**SET TASK:**
Please copy every row below word for word, leaving out the pictures.

## begin MATERIALS PROVIDED

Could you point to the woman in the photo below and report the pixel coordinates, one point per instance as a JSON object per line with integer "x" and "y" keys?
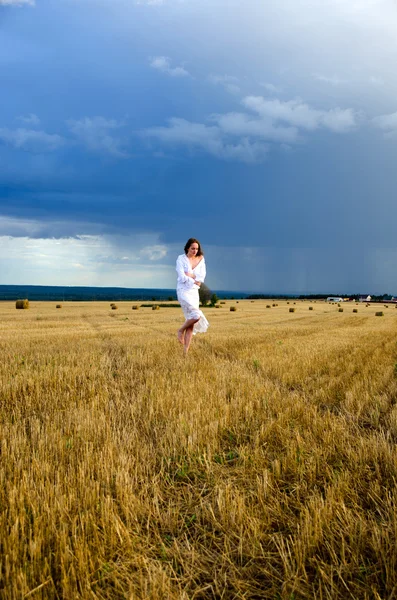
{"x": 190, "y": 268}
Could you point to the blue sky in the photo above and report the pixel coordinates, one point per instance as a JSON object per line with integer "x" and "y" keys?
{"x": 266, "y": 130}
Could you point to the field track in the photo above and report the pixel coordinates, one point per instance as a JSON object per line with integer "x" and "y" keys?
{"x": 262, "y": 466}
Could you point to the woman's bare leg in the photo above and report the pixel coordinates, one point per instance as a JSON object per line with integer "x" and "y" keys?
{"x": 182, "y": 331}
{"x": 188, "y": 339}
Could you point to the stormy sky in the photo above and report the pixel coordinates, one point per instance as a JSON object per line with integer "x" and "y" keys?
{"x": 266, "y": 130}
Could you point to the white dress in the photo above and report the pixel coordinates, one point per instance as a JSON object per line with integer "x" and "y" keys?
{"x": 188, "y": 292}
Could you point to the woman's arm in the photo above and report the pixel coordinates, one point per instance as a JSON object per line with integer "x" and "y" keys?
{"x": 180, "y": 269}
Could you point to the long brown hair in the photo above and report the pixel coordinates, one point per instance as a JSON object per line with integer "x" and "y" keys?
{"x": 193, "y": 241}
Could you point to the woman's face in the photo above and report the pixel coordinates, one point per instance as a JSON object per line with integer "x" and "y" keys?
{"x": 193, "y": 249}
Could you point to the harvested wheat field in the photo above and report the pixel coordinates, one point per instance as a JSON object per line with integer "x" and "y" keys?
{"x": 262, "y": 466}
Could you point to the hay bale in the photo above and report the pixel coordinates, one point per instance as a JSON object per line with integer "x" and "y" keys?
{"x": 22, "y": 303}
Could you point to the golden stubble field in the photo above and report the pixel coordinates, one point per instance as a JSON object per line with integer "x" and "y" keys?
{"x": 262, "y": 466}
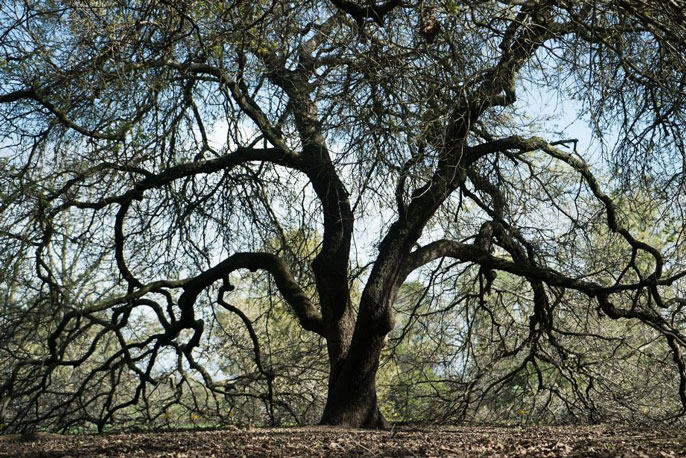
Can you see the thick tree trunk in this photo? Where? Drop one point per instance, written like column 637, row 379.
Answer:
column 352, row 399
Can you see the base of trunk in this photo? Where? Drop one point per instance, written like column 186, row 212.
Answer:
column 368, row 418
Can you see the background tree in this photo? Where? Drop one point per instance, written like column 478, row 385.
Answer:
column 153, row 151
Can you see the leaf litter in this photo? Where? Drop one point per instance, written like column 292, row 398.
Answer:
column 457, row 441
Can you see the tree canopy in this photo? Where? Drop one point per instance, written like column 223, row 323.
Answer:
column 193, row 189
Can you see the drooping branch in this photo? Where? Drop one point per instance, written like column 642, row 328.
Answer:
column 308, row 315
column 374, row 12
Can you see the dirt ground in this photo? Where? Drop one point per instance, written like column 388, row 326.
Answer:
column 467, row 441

## end MATERIALS PROVIDED

**PROBLEM SOLUTION:**
Could you point to the woman in the photo below and report the pixel coordinates, one point per instance as a JSON object per line with integer "x" and "y" keys?
{"x": 190, "y": 268}
Could you point to the blue sky in the photo above and report the pixel coordinates, one point per instance as a JSON object per line with integer "x" and "y" keys?
{"x": 266, "y": 130}
Could you point to the field track in the photo above and report the pixel coordinates, one point per instance as a JSON object per line with integer "x" and "y" keys?
{"x": 262, "y": 466}
Could you point to the woman's bare leg in the photo above and report the pixel coordinates, one point per instance as a JSON object per line with integer "x" and "y" keys?
{"x": 182, "y": 331}
{"x": 188, "y": 339}
Could you point to the stormy sky in the photo above and report the pixel coordinates, one point per instance as a JSON object per line with integer "x" and "y" keys?
{"x": 266, "y": 130}
Could you point to the white dress in the photo above and report the pixel coordinates, one point per instance as a JSON object per line with integer "x" and "y" keys?
{"x": 188, "y": 292}
Could you point to the woman's arm in the photo above and report the pixel coordinates, one point per instance as a JSON object per line with integer "x" and "y" keys?
{"x": 180, "y": 269}
Could you point to the long brown hair in the photo above and report the pixel coordinates, one point per instance as a JSON object per line with integer "x" and "y" keys?
{"x": 193, "y": 241}
Could you point to the woman's face in the photo above and report the pixel coordinates, one point per instance as a JSON object per line with integer "x" and "y" keys?
{"x": 193, "y": 249}
Could you point to the harvested wheat field in the photo above and report the pixel coordinates, one point per instance as a JSON object per line with integer "x" and "y" keys?
{"x": 262, "y": 466}
Could you point to the hay bale in the photo above and report the pixel coordinates, one point per instance as a JSON object per line with integer "x" and "y" keys?
{"x": 22, "y": 303}
Could you point to the golden stubble field in the photo above and report the pixel coordinates, one point per instance as a JSON object per line with integer "x" and "y" keys?
{"x": 262, "y": 466}
Can you see the thick tree trunk in this photo? Where? Drop one point per instance, written like column 637, row 379.
Answer:
column 352, row 399
Can you see the base of trunk in this photo? Where? Drop one point per instance, written like column 186, row 212.
Answer:
column 368, row 418
Can you see the background tree in this photo? Where? Drop one point per instance, written like column 478, row 385.
Answer:
column 153, row 151
Can you see the leaf litter in this photo? Where? Drop one point per instance, written like column 292, row 398.
Answer:
column 457, row 441
Can you see the tree canopy in this photo? Where? Drop one point per instance, written like column 223, row 323.
Answer:
column 193, row 189
Can you see the drooping branch in this photo? Where? Drop one point per instance, written like column 642, row 328.
Answer:
column 308, row 315
column 374, row 12
Can you see the dirt ground in this photo? Where? Drop one point per instance, written like column 388, row 326.
Answer:
column 467, row 441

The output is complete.